Quoted passage:
Categories

Versions

You are viewing the RapidMiner Studio documentation for version 10.0 - Check here for latest version

Map (RapidMiner Studio Core)

Synopsis

This operator maps specified values of selected attributes to new values. This operator can be applied on both numerical and nominal attributes.

Description

This operator can be used to replace nominal values (e.g. replace the value 'green' by the value 'green_color') as well as numerical values (e.g. replace all values '3' by '-1'). But, one use of this operator can do mappings for attributes of only one type. A single mapping can be specified using the parameters replace what and replace by as in Replace operator. Multiple mappings can be specified through the value mappings parameter. Additionally, the operator allows defining a default mapping. This operator allows you to select attributes to make mappings in. This operator allows you to specify a regular expression. Attribute values of selected attributes that match this regular expression are mapped by the specified value mapping. Please go through the parameters and the Example Process to develop a better understanding of this operator.

Input

  • example set (Data Table)

    This input port expects an ExampleSet. It is the output of the Retrieve operator in the attached Example Process. The output of other operators can also be used as input. It is essential that meta data should be attached with the data for the input because attributes are specified in their meta data. The Retrieve operator provides meta data along-with data.

Output

  • example set (Data Table)

    The ExampleSet with value mappings is output of this port.

  • original (Data Table)

    The ExampleSet that was given as input is passed without changing to the output through this port. This is usually used to reuse the same ExampleSet in further operators or to view the ExampleSet in the Results Workspace.

Jobs:
**1.** Extract the passage from the Map operator documentation, starting at "Map (RapidMiner Studio" and ending at "and nominal attributes.", copying it word for word.
**2.** Answer these questions from the Map operator documentation:
(a) In the nominal example, the value 'green' is replaced by which value?
(b) Which operator supplies the input ExampleSet in the attached Example Process?
(c) According to the documentation, how does the original port pass on the input ExampleSet?
The records that follow have no connection to the Map operator documentation.

Items listed in a dataset:

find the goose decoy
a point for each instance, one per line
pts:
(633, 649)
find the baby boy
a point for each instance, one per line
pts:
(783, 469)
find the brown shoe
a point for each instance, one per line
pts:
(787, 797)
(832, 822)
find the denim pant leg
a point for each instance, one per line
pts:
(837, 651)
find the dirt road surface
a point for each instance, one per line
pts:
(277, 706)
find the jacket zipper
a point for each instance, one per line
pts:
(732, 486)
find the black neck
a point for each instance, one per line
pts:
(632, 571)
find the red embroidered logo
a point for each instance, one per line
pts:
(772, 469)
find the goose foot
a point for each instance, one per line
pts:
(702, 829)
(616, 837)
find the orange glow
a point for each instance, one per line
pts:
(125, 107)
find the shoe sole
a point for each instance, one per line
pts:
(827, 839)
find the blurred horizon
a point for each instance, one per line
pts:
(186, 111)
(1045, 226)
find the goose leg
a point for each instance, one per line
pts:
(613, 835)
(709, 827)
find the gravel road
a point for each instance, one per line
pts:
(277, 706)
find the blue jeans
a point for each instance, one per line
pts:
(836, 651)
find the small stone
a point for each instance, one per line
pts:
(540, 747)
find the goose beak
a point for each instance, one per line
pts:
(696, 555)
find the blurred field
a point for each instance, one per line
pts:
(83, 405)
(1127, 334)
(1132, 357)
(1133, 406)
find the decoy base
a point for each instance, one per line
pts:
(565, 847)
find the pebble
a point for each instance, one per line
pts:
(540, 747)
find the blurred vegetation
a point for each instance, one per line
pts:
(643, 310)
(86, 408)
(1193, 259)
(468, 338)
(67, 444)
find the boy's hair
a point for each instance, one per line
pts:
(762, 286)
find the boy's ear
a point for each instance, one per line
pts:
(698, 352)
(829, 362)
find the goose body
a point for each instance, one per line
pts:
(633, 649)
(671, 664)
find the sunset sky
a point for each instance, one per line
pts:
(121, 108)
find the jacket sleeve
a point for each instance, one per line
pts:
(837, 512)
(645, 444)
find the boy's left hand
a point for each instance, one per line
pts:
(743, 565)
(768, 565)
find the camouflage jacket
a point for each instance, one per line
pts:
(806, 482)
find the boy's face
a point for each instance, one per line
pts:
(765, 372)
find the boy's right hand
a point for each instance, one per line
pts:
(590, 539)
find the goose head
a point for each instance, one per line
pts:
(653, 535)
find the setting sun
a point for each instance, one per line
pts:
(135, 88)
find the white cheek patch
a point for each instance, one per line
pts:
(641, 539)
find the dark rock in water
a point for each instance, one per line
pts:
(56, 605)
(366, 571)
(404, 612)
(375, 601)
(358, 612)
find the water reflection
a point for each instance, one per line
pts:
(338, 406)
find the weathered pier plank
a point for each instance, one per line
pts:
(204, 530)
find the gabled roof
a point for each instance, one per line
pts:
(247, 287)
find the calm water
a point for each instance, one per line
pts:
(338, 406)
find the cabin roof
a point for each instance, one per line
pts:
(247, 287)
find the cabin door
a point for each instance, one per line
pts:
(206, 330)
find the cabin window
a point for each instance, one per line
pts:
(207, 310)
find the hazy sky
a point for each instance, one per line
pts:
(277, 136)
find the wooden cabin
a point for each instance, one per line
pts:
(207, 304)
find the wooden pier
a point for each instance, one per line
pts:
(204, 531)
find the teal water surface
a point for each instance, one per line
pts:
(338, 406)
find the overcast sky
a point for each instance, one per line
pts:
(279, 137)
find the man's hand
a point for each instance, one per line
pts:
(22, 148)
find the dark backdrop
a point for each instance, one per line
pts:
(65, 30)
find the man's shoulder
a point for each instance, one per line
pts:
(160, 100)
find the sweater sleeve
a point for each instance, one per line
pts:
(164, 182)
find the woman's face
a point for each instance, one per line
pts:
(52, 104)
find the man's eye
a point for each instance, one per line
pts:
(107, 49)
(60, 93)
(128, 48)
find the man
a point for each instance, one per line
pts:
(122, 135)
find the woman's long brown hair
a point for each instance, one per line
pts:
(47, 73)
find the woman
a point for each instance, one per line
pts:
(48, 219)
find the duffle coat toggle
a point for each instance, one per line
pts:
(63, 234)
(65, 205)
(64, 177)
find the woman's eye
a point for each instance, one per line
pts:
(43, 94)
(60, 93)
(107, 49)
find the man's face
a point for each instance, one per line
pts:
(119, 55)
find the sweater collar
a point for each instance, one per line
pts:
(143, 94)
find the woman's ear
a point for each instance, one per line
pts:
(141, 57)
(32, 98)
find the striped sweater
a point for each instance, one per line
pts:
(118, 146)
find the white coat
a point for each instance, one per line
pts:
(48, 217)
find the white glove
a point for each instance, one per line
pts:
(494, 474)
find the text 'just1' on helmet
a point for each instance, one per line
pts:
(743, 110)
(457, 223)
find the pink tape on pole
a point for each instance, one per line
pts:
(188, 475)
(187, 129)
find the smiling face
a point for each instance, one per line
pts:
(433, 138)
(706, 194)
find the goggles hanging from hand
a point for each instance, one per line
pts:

Results of the exercise:
**1.**
Map (RapidMiner Studio Core)

Synopsis

This operator maps specified values of selected attributes to new values. This operator can be applied on both numerical and nominal attributes.

**2.**
(a) 'green_color'
(b) The Retrieve operator
(c) Unchanged